§ WHAT TO WORK ON
Put every line of the material below into a Markdown table with two columns, Row and Text, numbering the rows and omitting blank lines. Leave the pictures out.

§ INFORMATION PROVIDED
+ + + +
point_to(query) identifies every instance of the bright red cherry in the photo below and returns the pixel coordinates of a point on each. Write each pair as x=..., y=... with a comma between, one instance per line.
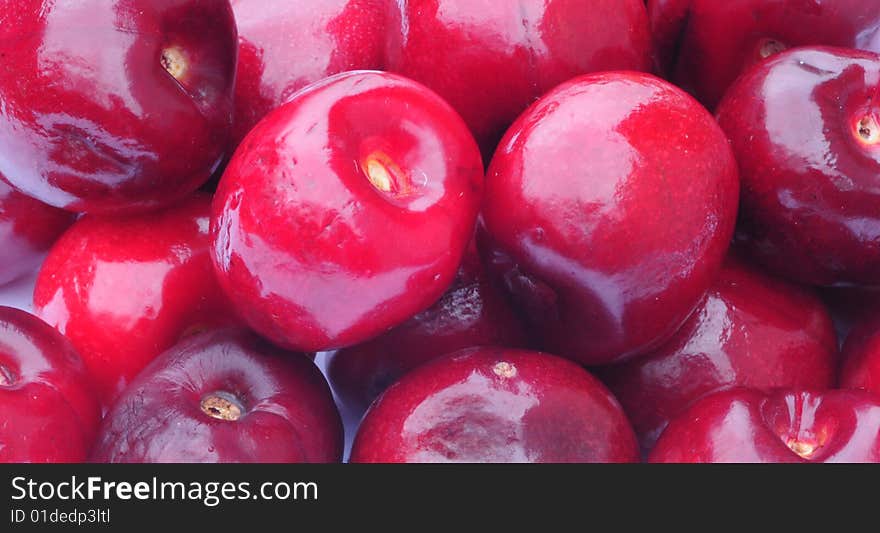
x=224, y=397
x=124, y=289
x=861, y=357
x=50, y=410
x=496, y=405
x=805, y=128
x=114, y=105
x=284, y=46
x=783, y=426
x=346, y=211
x=473, y=312
x=609, y=208
x=27, y=230
x=705, y=44
x=751, y=330
x=491, y=59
+ + + +
§ WRITTEN ANSWER
| Row | Text |
|---|---|
| 1 | point_to(query) identifies every instance of the bright red cherry in the photo below and returns the pixel coordinates of a point on each. Write each pair as x=..., y=... with a comma between, one instance per line. |
| 2 | x=224, y=397 |
| 3 | x=124, y=289 |
| 4 | x=861, y=357 |
| 5 | x=50, y=410 |
| 6 | x=496, y=405 |
| 7 | x=805, y=128 |
| 8 | x=114, y=105 |
| 9 | x=284, y=46 |
| 10 | x=783, y=426 |
| 11 | x=346, y=211 |
| 12 | x=473, y=312 |
| 13 | x=609, y=208 |
| 14 | x=27, y=230 |
| 15 | x=705, y=44 |
| 16 | x=751, y=330 |
| 17 | x=491, y=59 |